• Stated exercise
Extract every line of the material below that contains the string "reflecting". Case counts.

--- start ---

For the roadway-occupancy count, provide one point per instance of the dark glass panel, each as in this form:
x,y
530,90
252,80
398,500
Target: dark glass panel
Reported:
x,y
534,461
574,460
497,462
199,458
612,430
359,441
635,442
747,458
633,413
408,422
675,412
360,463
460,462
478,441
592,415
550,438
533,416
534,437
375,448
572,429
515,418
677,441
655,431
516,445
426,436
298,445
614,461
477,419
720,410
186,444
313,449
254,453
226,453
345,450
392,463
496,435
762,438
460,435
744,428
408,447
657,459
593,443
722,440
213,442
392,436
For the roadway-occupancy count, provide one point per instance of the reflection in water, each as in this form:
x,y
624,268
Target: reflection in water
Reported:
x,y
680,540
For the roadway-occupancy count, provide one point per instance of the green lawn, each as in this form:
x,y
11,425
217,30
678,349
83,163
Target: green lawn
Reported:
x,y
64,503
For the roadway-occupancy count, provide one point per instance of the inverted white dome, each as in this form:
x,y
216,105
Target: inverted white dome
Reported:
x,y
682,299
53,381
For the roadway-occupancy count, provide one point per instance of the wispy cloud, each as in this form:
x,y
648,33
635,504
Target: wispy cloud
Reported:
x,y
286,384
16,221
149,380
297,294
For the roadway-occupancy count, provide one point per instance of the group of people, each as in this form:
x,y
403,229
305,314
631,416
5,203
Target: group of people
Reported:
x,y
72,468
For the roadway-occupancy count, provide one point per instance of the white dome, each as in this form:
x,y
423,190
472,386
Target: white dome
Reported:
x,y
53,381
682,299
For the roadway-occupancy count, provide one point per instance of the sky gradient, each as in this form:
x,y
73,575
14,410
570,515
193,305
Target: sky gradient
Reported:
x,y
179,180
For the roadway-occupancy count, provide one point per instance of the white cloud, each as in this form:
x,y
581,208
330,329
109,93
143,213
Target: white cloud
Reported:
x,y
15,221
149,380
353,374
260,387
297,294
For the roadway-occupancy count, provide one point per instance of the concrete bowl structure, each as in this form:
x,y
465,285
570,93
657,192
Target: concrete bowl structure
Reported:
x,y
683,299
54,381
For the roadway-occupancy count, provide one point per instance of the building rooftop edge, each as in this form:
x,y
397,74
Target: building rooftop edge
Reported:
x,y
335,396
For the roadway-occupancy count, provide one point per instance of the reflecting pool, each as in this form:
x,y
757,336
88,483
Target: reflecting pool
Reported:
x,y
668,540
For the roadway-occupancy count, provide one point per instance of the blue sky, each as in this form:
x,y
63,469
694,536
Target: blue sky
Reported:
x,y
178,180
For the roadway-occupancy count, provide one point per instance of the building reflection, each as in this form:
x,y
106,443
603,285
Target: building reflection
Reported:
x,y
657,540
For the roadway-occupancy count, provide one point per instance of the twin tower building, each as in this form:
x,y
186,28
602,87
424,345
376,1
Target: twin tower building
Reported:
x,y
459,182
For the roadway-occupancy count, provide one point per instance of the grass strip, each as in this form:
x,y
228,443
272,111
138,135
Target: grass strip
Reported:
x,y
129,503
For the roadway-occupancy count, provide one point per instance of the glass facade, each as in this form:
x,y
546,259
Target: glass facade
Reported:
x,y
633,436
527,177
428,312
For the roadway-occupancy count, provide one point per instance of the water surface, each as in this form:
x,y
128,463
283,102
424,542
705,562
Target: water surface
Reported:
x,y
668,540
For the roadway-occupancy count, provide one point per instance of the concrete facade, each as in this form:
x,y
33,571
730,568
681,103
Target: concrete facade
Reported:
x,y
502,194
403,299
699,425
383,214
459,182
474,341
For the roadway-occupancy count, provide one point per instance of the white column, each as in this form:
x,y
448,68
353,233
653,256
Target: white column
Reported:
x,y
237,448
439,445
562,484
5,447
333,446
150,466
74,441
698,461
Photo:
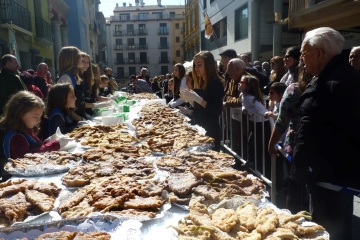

--- end ---

• Answer for the task
For the roadway-occupancy count, provide one point per instance of the reflecting pool, each as in this form:
Target: reflecting pool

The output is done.